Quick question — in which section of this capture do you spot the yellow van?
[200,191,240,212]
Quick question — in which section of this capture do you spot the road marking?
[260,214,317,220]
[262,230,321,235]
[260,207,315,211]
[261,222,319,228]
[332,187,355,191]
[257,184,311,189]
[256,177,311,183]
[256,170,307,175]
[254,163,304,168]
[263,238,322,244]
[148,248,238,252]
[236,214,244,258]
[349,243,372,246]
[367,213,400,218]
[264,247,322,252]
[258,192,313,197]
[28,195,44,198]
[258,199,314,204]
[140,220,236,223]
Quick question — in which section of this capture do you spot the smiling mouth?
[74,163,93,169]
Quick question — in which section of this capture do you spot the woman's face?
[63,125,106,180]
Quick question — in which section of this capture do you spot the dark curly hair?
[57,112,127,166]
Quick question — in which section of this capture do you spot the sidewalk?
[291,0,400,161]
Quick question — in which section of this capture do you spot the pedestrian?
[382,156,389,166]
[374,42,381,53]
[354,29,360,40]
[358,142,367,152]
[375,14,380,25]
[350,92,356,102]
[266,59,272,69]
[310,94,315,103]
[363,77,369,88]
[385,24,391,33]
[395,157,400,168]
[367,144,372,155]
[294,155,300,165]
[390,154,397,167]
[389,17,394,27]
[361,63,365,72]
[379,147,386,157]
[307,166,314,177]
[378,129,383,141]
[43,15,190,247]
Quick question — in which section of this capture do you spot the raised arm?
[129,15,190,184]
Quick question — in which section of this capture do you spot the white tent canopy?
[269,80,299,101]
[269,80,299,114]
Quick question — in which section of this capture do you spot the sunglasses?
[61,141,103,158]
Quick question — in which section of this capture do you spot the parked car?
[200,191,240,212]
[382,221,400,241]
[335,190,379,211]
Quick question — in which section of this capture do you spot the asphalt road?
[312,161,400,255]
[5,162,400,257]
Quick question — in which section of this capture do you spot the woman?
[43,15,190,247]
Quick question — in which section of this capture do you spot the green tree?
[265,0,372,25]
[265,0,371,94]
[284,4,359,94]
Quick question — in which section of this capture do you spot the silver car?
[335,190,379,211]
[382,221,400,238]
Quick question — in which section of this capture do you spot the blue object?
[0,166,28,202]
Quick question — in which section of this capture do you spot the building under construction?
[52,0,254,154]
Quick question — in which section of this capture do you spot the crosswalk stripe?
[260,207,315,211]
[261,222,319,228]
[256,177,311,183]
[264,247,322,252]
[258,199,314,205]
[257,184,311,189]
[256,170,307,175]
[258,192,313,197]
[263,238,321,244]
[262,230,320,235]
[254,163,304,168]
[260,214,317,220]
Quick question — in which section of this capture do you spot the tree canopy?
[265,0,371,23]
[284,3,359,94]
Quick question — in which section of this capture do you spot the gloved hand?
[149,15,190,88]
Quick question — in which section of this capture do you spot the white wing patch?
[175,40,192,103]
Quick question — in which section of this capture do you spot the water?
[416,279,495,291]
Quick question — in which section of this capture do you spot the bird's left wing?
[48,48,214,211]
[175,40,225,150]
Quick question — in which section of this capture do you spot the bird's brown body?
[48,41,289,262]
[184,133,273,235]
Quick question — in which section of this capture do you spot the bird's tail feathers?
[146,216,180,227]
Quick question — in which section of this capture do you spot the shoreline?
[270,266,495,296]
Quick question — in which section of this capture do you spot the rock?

* [Your goal]
Rewrite the part of the listing above that opens with the line containing "spot the sidewalk?" and closes with the line containing "[61,141,103,158]", including the request lines. Adjust every bounding-box coordinate in the answers by adding -83.

* [Result below]
Quick question — in which section of this capture do you spot the sidewalk?
[208,-83,317,78]
Quick question — in which section of this capture do you spot the pedestrian?
[299,73,306,83]
[291,-41,298,-30]
[271,-54,277,-43]
[275,59,284,69]
[292,-69,297,-58]
[267,9,273,19]
[183,-24,189,-14]
[227,11,232,20]
[280,-6,286,5]
[302,-59,308,-50]
[312,74,317,85]
[284,61,289,72]
[211,72,217,82]
[307,71,314,84]
[306,-66,311,-56]
[278,-20,282,-11]
[296,64,303,74]
[224,83,231,94]
[295,46,300,58]
[-40,-68,107,164]
Quick question — in which section of this capture do you spot the raised arm?
[46,-68,107,101]
Quick question — in which section of this capture do you spot the white tent canopy?
[186,-3,216,18]
[186,-3,216,31]
Quick question — in which section of this capture do you spot the sunglasses?
[-22,58,20,75]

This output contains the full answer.